= About this task =
Here is a listing. Write it out again without a single difference.

= Data for this task =
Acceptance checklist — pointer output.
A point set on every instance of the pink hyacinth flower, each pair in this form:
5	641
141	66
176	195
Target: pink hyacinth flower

= Result below =
Acceptance checklist — pointer output.
A point set on every instance of the pink hyacinth flower, each pair in this form:
5	641
141	66
176	195
Target: pink hyacinth flower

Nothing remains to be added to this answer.